■ **EXERCISE**:
Once the line containing "Drop one point on every instance of the refrigerator" is found in the listing below, return it and each line after it through the last, exactly as given.

◇ ◇ ◇ ◇ ◇

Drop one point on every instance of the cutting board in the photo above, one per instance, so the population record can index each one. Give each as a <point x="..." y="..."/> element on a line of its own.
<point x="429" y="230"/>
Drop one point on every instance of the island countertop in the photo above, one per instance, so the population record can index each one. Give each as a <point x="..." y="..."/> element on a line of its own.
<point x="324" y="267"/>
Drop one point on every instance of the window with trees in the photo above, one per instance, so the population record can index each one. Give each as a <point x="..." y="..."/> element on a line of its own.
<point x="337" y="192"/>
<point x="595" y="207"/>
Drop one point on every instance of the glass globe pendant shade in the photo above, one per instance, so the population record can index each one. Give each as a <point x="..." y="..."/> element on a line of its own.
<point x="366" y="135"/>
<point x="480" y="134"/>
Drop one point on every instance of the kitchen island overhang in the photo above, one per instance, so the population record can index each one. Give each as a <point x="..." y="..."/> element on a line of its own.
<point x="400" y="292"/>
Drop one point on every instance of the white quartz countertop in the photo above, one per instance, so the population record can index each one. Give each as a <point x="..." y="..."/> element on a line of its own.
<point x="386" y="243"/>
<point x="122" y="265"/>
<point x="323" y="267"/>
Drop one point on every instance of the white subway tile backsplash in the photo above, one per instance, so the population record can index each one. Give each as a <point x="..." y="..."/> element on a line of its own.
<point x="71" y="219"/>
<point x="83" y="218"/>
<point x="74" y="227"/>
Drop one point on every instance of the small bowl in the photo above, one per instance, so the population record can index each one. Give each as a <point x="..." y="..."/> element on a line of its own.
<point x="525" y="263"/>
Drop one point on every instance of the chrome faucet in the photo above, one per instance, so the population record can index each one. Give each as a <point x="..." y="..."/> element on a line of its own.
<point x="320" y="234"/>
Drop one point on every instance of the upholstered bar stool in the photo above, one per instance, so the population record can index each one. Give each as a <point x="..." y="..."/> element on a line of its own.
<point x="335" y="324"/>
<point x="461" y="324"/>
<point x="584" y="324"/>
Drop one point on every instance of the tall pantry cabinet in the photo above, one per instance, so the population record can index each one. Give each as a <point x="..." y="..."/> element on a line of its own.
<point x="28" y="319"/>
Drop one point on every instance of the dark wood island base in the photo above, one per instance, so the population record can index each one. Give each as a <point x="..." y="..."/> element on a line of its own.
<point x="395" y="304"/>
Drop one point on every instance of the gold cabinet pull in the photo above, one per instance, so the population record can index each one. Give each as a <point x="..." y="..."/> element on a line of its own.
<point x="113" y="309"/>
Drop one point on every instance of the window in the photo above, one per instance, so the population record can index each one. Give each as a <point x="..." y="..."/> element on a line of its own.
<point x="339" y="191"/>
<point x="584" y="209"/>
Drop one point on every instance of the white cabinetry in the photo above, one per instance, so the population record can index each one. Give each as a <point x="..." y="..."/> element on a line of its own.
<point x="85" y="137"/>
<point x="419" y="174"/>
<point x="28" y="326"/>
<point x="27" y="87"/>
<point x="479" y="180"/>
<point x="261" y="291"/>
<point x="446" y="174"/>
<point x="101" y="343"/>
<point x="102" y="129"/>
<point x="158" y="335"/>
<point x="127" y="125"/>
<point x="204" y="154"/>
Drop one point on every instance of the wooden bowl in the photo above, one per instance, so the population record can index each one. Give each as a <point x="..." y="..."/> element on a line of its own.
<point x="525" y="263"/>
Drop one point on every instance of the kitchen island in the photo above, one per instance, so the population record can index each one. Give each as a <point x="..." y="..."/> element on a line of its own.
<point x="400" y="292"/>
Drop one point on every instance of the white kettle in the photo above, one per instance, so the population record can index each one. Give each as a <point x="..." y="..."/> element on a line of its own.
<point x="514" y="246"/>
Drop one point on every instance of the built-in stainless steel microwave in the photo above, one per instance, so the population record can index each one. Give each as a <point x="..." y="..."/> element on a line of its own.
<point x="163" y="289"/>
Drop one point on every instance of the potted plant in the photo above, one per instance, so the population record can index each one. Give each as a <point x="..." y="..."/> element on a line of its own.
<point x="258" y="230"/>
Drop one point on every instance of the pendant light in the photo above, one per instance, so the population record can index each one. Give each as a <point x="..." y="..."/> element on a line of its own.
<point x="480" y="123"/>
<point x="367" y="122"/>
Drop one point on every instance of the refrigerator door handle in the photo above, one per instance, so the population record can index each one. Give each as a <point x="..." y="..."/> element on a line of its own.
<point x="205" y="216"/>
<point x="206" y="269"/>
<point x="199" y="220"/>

◇ ◇ ◇ ◇ ◇

■ **REPLY**:
Drop one point on every instance of the refrigerator door handle in the photo above, one per instance, so the population record can index each one. Give each as a <point x="..." y="..."/> element on a line of its own.
<point x="205" y="216"/>
<point x="206" y="269"/>
<point x="199" y="220"/>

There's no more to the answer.